» About this task
Write back each entry precisely as it is given.

*** Opening Source material ***

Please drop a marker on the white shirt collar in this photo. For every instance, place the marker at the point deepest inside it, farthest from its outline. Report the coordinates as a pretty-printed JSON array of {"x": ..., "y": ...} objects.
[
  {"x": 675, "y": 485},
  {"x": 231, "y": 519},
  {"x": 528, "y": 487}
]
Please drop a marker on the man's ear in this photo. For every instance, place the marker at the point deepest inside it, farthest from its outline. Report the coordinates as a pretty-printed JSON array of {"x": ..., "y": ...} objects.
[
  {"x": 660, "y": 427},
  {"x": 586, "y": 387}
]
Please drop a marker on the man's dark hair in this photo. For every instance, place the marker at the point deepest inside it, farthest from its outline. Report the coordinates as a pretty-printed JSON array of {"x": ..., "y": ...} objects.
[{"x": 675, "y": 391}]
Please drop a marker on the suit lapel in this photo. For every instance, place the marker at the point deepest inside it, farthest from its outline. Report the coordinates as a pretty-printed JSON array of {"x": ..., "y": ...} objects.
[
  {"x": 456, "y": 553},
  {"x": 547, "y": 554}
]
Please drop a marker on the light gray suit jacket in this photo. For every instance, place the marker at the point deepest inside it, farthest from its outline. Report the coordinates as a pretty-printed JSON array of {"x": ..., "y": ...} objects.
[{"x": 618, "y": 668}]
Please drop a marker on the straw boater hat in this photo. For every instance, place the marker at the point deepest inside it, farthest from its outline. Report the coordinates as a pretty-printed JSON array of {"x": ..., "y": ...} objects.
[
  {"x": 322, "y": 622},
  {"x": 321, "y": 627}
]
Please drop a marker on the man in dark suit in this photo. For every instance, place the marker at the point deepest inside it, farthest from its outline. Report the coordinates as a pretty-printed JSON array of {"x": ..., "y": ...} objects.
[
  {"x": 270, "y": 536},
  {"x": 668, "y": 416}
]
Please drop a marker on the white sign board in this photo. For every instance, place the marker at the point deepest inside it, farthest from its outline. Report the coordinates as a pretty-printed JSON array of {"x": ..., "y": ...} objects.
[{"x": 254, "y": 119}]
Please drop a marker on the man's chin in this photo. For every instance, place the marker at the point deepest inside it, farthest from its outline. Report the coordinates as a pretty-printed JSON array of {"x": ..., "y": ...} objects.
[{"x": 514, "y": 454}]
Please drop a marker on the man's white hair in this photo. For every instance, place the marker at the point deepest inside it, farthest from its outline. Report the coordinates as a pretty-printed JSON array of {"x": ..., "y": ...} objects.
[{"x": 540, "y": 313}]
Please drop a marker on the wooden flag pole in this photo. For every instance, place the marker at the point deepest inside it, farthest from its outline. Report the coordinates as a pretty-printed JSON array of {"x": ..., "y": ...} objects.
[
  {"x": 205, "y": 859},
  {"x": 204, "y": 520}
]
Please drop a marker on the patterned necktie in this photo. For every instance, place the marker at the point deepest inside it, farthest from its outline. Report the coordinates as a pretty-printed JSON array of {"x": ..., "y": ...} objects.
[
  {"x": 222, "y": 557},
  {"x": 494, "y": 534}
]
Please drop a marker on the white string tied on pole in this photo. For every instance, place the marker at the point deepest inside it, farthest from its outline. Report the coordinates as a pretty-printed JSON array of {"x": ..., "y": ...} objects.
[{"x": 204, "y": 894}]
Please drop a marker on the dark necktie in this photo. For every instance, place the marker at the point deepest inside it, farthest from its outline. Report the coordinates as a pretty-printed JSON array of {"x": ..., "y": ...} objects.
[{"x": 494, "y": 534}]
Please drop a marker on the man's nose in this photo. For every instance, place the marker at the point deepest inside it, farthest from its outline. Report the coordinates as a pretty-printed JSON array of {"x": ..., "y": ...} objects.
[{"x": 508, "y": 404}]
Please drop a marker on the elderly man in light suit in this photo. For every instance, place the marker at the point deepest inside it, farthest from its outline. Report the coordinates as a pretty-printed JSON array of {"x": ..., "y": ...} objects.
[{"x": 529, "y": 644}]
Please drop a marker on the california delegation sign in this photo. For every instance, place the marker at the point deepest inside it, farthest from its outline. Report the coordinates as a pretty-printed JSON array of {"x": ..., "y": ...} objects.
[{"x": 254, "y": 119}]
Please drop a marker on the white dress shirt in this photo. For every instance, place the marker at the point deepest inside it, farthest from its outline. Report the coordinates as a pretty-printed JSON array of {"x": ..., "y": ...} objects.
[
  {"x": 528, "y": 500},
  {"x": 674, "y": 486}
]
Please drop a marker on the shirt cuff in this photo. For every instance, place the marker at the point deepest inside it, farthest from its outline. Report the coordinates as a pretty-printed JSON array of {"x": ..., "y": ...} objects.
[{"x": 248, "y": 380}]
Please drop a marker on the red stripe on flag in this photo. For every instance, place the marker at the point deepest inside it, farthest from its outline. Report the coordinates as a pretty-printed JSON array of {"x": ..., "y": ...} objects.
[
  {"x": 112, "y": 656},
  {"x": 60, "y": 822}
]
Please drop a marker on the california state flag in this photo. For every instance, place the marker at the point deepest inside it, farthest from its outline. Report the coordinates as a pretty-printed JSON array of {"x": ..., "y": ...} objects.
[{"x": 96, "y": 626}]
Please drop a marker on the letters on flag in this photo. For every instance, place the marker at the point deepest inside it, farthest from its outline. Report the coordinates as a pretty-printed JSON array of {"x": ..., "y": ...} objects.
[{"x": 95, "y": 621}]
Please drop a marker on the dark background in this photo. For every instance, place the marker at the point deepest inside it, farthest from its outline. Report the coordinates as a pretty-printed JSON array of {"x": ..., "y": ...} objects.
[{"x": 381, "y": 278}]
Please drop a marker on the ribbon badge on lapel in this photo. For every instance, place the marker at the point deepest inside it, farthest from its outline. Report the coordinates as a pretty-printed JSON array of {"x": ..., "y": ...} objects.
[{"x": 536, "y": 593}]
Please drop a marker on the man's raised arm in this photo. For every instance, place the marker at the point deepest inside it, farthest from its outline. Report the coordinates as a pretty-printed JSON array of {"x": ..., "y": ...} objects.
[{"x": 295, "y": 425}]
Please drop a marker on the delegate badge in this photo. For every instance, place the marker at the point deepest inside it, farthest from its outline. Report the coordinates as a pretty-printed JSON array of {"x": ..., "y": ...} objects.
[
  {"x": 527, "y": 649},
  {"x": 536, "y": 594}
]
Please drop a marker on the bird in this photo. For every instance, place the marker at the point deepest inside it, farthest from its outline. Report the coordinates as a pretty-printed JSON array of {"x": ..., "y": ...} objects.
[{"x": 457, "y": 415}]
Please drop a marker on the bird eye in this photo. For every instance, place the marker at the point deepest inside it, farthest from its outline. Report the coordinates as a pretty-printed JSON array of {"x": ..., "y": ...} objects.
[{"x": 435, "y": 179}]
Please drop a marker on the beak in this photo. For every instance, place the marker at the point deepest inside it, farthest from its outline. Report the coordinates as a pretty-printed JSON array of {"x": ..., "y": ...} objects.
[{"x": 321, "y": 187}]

*** Closing Source material ***

» Worked solution
Please drop a marker on the white shirt collar in this photo. For every instance, place the marker at the point deepest inside it, farthest from its outline. Report the coordinates as a pretty-printed JSON array of {"x": ..., "y": ...} objects.
[
  {"x": 675, "y": 485},
  {"x": 231, "y": 519},
  {"x": 528, "y": 487}
]
Please drop a marker on the man's ear in this photo. For every instance, place the marker at the point deepest inside it, farthest from its outline. Report the coordinates as a pretty-printed JSON array of {"x": ..., "y": ...} objects.
[
  {"x": 660, "y": 427},
  {"x": 586, "y": 387}
]
Please drop a marker on the man's dark hair in this photo. For every instance, place the marker at the point deepest inside it, farthest from its outline. Report the coordinates as a pretty-printed JSON array of {"x": ..., "y": ...} objects.
[{"x": 675, "y": 391}]
Please drop a marker on the suit lapel in this photo. For every instance, place the marker at the point deepest inside it, farthest from its outline. Report the coordinates as a pretty-printed JSON array of {"x": ..., "y": ...} objects.
[
  {"x": 456, "y": 553},
  {"x": 547, "y": 554}
]
Please drop a marker on the light gray suit jacket in this photo. For every instance, place the marker at the point deepest inside it, farthest from its outline. Report the coordinates as a pretty-printed JSON array of {"x": ..., "y": ...} objects.
[{"x": 618, "y": 668}]
Please drop a marker on the straw boater hat in this photo. For every instance, place the marker at the point deepest inside it, farthest from its outline. Report the coordinates as a pretty-printed JSON array of {"x": ..., "y": ...} objects.
[
  {"x": 322, "y": 622},
  {"x": 321, "y": 627}
]
Please drop a marker on the man in dark suit in this photo. For every instance, place the marker at the point deepest inside it, farthest from its outline. Report the coordinates as a pretty-printed JSON array of {"x": ..., "y": ...} objects.
[
  {"x": 270, "y": 536},
  {"x": 668, "y": 416}
]
Please drop a marker on the white sign board in this photo. For every instance, place the marker at the point deepest inside it, farthest from its outline. Report the coordinates as a pretty-printed JSON array of {"x": ..., "y": ...} objects.
[{"x": 254, "y": 119}]
Please drop a marker on the man's chin in this photo. For every instance, place the marker at the point deepest inside it, farthest from its outline. Report the coordinates as a pretty-printed JSON array of {"x": ..., "y": ...} objects.
[{"x": 514, "y": 454}]
Please drop a marker on the man's white hair in this photo. For every instance, place the marker at the point deepest inside it, farthest from its outline. Report the coordinates as a pretty-printed JSON array of {"x": ..., "y": ...} objects.
[{"x": 540, "y": 313}]
Please drop a marker on the wooden flag pole in this photo. For every instance, place the marker at the point deepest inside it, farthest from its outline. Report the coordinates as a pretty-printed JSON array of {"x": ..., "y": ...} objects.
[
  {"x": 205, "y": 859},
  {"x": 204, "y": 520}
]
Please drop a marker on the patterned necktie in this photo. For every instance, place the marker at the point deepest inside it, farthest from its outline. Report the coordinates as a pretty-printed JSON array of {"x": ..., "y": ...} objects.
[
  {"x": 222, "y": 557},
  {"x": 494, "y": 534}
]
Please drop a marker on the white string tied on pole in this photo. For every instance, place the marker at the point deepest inside it, farthest from its outline. Report the coordinates as a pretty-printed JSON array of {"x": ..., "y": ...} objects.
[{"x": 204, "y": 894}]
Please drop a marker on the dark necktie in this photo. For every instance, place the marker at the point deepest inside it, farthest from its outline. Report the coordinates as a pretty-printed JSON array of {"x": ..., "y": ...} objects.
[{"x": 494, "y": 534}]
Please drop a marker on the man's nose in this photo. For every instance, place the marker at the point deepest inside it, farthest from its outline. Report the coordinates as a pretty-printed JSON array of {"x": ..., "y": ...} objects.
[{"x": 508, "y": 404}]
Please drop a marker on the elderly man in light suit in this photo. For every instance, place the marker at the point deepest inside it, farthest from its outline. Report the coordinates as a pretty-printed JSON array of {"x": ..., "y": ...} objects.
[{"x": 529, "y": 644}]
Please drop a marker on the california delegation sign in this photo. For every instance, place the marker at the point deepest inside it, farthest from its outline. Report the coordinates as a pretty-printed JSON array of {"x": ..., "y": ...} objects.
[{"x": 254, "y": 119}]
Please drop a marker on the white dress shirt in this photo. For every instance, place the marker at the point deepest inside it, farthest from its outline. Report the coordinates as a pretty-printed JSON array of {"x": ..., "y": ...} objects.
[
  {"x": 528, "y": 500},
  {"x": 674, "y": 486}
]
Please drop a marker on the shirt cuff in this photo. For every instance, place the marker at the point deepest inside it, farthest from its outline. Report the coordinates as a pretty-printed JSON array of {"x": ..., "y": ...} objects.
[{"x": 248, "y": 380}]
Please drop a marker on the red stripe on flag in this photo. For every instance, place the marker at the point deepest inside it, farthest from its outline. Report the coordinates as a pretty-printed JSON array of {"x": ..., "y": ...} objects.
[
  {"x": 112, "y": 656},
  {"x": 60, "y": 822}
]
Please drop a marker on the california state flag in this photo. For every instance, place the marker at the point deepest inside it, farthest from its outline. Report the coordinates as a pretty-printed JSON array of {"x": ..., "y": ...} objects.
[{"x": 96, "y": 626}]
Please drop a marker on the letters on flag in this photo. For every instance, place the marker at the point deepest inside it, farthest from its outline. Report the coordinates as a pretty-printed JSON array of {"x": ..., "y": ...} objects.
[{"x": 95, "y": 621}]
Please drop a marker on the dark background in this photo. For every instance, place the marker at the point deepest inside it, farthest from its outline. Report the coordinates as a pretty-printed JSON array of {"x": ..., "y": ...} objects.
[{"x": 381, "y": 278}]
Please drop a marker on the ribbon badge on lapel in this photo. For every instance, place the marker at the point deepest inside it, farthest from its outline. Report the coordinates as a pretty-printed JSON array of {"x": ..., "y": ...} objects.
[{"x": 536, "y": 593}]
Please drop a marker on the man's raised arm in this photo. For every instance, place the marker at the point deepest inside it, farthest from its outline. Report the coordinates as a pretty-printed JSON array of {"x": ..., "y": ...} objects.
[{"x": 295, "y": 425}]
Please drop a marker on the delegate badge in this photo. For every instance, place the marker at the point deepest inside it, farthest from its outline. Report the coordinates as a pretty-printed JSON array of {"x": ..., "y": ...} objects.
[
  {"x": 527, "y": 649},
  {"x": 536, "y": 594}
]
Please drop a marker on the bird in this photo. For every instance, place the marker at the point deepest inside it, farthest from its outline. Report the coordinates as a pretty-printed JSON array of {"x": ..., "y": ...} objects.
[{"x": 457, "y": 415}]
Please drop a marker on the bird eye in this photo. For every instance, place the marker at the point deepest inside it, farthest from its outline. Report the coordinates as a pretty-printed JSON array of {"x": ..., "y": ...} objects.
[{"x": 435, "y": 179}]
Please drop a marker on the beak in this photo. For every instance, place the marker at the point deepest inside it, farthest from its outline. Report the coordinates as a pretty-printed JSON array of {"x": ..., "y": ...} objects.
[{"x": 321, "y": 187}]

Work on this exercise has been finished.